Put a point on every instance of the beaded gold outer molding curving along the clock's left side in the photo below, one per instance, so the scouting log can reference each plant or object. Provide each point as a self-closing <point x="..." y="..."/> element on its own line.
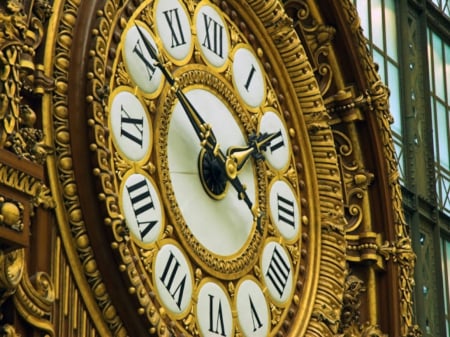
<point x="60" y="170"/>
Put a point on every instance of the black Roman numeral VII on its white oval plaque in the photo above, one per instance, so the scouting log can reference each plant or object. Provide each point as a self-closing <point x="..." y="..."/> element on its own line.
<point x="171" y="274"/>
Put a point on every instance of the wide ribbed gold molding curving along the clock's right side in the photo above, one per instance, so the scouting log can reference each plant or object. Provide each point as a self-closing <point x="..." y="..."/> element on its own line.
<point x="327" y="298"/>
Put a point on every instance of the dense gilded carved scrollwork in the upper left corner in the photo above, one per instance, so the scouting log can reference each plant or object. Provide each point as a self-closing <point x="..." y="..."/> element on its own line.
<point x="19" y="39"/>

#### Directions:
The expected output is the lines from the one holding "Put a point on every instance of the dense" through the last line of the data, exactly as they appear, with nothing before or after.

#### Solution for this problem:
Put a point on every instance of the dense gilded carved scrollwork in the upper left corner in the photo above, one per instance, so the scouting log can reference each plant or object. Provide each point as a self-closing <point x="..." y="..."/> element on its own line.
<point x="19" y="39"/>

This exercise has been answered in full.